## EXTRACT
In a March 12 article, the Buffalo Evening News referred to his pitch as a “brand new curve” while Ford’s Highlanders’ teammates deemed it a “slide ball.” The paper described how Ford would wet his fingers and deliver his trademark pitch with the same motion as he does his other pitches.

“It floats up and breaks in, and every time it did, [catcher Fred] Mitchell would say, ‘Why that’s a peach, Russell. Let’s have it again,” reads a sentence in the article.

By mid-March, with his secret pitch baffling spring training batters, Ford was a shoo-in to crack the major league roster. His first regular season appearance came as a reliever on April 15 when he tossed two scoreless innings against the Boston Red Sox.

Ford was rewarded with his first big league start against the eventual World Series champion Philadelphia A’s on April 21 and he was masterful, tossing a five-hit, nine-strikeout shutout without issuing a walk.

“The Athletics faced a new one to American League society today in a small but husky looking twirler in the person of Ford, who did effective work with the spitball and gave the Mackmen (the A’s managed by Connie Mack) their first shutout of the season,” reads part of the account of the game in The Sun (a New York paper).

In fact, Ford would win his first seven decisions and register four shutouts in that span,

His act on the mound had umpires, batters and journalists convinced that his success was due to a spitball. An April 1 article in The Sun referred to Ford as a “spit ball artist” and after the young Canadian blanked the Detroit Tigers on May 11, a report in the New York Times complimented Ford on his “moist slant.” Just over three weeks later, when the Canuck righty shut out the Chicago White Sox, a report in the New York Times lauded him for his “unerring control of his damp toss.”

## WRITTEN TASK 1
Show every line of the records that contains the string "tire".

## THE INPUT

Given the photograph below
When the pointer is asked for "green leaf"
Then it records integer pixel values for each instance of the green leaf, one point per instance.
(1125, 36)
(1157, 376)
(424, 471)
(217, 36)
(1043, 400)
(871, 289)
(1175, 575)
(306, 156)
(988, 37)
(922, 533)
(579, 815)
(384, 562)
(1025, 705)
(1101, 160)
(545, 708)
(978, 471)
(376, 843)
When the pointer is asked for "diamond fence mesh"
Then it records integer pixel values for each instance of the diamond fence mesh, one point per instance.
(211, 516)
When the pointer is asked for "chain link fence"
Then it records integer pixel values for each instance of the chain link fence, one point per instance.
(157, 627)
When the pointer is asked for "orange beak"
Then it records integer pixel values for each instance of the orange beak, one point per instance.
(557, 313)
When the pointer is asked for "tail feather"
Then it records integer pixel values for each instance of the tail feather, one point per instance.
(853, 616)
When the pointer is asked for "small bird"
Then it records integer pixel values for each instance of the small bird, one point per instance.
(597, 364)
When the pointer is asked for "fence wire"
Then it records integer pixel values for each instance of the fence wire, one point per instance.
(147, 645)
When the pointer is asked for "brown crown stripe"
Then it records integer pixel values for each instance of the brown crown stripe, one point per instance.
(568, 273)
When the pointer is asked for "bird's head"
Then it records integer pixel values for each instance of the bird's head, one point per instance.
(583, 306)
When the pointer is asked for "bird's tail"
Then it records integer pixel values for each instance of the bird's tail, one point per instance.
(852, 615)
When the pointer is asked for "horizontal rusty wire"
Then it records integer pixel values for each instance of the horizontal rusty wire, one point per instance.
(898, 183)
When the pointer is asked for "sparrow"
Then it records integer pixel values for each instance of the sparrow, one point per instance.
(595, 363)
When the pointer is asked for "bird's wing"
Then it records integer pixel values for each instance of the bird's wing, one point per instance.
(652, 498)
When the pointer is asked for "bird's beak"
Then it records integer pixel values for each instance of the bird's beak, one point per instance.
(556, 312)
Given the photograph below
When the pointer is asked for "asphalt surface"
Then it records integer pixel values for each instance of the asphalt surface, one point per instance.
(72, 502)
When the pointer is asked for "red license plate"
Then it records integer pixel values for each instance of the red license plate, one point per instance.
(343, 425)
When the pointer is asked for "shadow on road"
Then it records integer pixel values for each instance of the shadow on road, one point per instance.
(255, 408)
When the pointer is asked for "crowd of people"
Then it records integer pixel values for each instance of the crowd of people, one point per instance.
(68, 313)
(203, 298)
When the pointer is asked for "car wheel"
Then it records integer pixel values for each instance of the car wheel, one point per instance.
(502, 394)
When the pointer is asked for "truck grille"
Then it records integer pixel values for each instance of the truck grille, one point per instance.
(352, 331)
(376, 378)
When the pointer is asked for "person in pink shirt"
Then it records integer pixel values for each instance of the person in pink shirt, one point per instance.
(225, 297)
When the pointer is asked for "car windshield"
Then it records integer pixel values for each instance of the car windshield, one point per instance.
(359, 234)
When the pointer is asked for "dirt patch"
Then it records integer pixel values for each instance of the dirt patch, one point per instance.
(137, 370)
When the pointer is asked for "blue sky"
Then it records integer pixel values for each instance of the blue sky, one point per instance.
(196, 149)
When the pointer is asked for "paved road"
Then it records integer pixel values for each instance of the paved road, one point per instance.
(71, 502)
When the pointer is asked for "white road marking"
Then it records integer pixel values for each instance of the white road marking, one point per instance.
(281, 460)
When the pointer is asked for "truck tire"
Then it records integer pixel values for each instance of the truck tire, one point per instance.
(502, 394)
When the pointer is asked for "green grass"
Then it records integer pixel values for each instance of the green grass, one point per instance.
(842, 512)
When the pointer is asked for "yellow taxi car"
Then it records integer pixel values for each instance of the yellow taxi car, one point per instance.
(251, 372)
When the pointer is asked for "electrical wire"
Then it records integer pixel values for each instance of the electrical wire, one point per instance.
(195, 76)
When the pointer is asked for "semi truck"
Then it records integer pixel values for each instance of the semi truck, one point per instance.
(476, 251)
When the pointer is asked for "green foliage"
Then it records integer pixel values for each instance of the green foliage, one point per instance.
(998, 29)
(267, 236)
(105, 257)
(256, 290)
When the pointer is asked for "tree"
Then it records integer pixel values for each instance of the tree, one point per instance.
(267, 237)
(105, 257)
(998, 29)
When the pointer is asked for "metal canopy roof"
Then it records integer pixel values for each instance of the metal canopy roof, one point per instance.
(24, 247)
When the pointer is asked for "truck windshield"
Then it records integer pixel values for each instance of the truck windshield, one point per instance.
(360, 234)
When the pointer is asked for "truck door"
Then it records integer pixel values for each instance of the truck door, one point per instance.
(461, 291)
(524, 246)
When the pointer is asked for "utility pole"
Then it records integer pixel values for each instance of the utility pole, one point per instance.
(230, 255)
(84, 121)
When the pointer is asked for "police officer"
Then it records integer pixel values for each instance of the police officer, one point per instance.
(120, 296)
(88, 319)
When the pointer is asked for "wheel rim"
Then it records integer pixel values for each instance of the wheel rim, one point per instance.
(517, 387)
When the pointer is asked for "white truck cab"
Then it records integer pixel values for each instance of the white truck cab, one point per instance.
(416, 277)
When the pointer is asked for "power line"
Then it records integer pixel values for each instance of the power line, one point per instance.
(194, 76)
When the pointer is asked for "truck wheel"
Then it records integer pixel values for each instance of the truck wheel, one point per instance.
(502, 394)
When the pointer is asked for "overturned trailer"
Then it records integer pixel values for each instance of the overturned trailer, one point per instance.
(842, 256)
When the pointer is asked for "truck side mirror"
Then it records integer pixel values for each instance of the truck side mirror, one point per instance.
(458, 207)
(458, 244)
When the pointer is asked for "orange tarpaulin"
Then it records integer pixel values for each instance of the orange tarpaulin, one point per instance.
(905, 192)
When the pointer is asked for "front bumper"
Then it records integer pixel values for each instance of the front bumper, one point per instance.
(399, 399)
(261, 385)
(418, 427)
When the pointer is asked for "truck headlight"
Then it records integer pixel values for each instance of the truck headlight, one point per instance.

## WRITTEN TASK 2
In the extract on Ford's pitch, what made Ford a shoo-in for the major league roster by mid-March? Answer in one to three sentences.

## CORRECT RESPONSE 1
When the pointer is asked for "truck tire"
Then it records integer pixel values for each instance of the truck tire, one point per instance.

## CORRECT RESPONSE 2
By mid-March, Ford's secret pitch was baffling batters in spring training. That made him a shoo-in to crack the major league roster.